Retype the lines below without any change, from the line that contains "Exercise. Locate the covered", including that line, through the last line of the entries.

**INPUT MATERIAL**

## start

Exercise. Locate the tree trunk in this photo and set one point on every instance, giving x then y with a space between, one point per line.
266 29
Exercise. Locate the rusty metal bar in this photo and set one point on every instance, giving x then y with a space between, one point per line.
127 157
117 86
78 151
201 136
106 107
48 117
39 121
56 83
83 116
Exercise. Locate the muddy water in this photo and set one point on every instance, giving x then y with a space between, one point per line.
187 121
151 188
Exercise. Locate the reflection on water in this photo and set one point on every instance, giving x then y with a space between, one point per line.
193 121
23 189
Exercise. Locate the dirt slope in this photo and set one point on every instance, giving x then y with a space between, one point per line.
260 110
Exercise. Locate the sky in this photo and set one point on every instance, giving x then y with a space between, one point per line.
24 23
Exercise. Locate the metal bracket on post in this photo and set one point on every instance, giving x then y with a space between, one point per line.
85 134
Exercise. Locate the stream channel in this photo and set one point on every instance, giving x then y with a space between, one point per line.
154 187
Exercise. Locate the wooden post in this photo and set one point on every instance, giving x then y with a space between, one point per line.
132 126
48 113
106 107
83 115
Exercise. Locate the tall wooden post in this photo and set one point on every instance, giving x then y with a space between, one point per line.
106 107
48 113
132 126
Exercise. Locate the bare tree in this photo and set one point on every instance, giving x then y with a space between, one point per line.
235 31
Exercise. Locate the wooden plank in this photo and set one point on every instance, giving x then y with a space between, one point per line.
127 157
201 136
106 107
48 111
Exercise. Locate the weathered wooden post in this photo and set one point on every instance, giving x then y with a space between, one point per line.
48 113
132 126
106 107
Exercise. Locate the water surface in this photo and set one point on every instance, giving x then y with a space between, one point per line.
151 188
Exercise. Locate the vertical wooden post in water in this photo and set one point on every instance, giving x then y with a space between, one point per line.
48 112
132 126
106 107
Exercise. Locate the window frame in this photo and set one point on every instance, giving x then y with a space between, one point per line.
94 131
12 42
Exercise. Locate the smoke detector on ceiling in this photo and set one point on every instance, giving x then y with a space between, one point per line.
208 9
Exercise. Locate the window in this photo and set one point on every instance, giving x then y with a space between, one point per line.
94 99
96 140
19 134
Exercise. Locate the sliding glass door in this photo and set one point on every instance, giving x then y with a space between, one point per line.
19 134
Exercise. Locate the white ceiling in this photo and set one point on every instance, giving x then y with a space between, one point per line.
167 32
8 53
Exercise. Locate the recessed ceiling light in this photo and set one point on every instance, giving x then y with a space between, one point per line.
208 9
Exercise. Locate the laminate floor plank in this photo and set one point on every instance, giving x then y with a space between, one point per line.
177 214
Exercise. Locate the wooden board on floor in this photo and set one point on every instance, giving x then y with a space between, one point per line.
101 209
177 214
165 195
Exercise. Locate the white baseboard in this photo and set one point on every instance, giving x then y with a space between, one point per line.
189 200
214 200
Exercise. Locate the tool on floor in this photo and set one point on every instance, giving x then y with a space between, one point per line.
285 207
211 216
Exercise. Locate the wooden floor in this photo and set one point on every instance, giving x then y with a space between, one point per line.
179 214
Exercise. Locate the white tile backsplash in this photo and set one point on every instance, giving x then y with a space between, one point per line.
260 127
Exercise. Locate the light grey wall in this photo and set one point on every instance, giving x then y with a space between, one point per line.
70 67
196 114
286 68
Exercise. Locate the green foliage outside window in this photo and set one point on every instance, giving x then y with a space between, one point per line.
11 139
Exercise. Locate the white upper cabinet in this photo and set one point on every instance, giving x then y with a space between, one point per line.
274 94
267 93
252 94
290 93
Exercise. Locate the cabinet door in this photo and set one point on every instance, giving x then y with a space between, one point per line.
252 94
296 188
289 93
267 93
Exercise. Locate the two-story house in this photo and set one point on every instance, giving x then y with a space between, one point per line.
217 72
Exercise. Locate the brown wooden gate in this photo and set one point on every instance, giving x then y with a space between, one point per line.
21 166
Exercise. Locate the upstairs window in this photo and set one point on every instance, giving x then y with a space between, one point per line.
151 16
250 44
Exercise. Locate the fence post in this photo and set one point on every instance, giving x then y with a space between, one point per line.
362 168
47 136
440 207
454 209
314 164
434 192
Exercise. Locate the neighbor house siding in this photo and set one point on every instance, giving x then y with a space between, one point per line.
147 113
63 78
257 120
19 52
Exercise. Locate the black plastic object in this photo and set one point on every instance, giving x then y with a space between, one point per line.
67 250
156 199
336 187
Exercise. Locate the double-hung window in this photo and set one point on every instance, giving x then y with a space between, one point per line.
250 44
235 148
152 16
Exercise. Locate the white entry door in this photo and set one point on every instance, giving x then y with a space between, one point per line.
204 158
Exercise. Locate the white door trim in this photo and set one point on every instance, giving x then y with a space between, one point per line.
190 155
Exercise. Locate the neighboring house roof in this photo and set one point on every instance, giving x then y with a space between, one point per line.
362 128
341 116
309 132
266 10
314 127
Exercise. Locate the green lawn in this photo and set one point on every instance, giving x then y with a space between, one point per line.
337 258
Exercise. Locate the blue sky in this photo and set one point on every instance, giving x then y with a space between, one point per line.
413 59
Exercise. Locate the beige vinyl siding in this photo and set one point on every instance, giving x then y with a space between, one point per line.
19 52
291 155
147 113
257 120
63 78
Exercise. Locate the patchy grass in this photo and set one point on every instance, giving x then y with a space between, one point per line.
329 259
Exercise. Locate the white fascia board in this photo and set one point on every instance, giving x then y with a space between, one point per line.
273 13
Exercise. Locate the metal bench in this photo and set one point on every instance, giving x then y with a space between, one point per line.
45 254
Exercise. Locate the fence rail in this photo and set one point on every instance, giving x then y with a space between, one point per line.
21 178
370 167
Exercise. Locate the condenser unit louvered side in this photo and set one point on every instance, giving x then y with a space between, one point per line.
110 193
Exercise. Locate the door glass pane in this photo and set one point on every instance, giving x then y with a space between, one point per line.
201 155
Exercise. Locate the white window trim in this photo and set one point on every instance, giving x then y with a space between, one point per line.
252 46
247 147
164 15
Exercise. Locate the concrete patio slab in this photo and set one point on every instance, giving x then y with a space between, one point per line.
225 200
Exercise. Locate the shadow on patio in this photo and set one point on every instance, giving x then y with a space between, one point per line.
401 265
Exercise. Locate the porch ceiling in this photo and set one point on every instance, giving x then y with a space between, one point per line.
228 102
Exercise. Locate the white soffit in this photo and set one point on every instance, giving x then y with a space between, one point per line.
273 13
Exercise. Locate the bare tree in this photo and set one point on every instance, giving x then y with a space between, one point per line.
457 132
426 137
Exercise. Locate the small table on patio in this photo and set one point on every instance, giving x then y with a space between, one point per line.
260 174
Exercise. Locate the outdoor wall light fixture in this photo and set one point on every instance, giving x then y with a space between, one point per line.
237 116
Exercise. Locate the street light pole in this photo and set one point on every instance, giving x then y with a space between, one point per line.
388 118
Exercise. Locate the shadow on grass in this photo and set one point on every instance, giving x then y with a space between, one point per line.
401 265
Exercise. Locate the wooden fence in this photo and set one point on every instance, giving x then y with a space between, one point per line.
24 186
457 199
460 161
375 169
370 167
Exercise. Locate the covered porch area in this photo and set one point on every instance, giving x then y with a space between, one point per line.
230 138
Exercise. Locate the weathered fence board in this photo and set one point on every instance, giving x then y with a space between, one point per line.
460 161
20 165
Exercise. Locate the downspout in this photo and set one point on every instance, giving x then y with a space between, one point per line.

## end

**COMPLETED EXERCISE**
Exercise. Locate the covered porch area in this photo and set one point on every instance, giving x then y with a space between, one point per line.
230 138
Exercise. Locate the weathered fence board in this photo and set one point on every instance, giving x then y with a space between, one point per line.
460 161
20 165
Exercise. Locate the downspout in this photo and set one point on every instance, giving x then y with a space between, one point per line.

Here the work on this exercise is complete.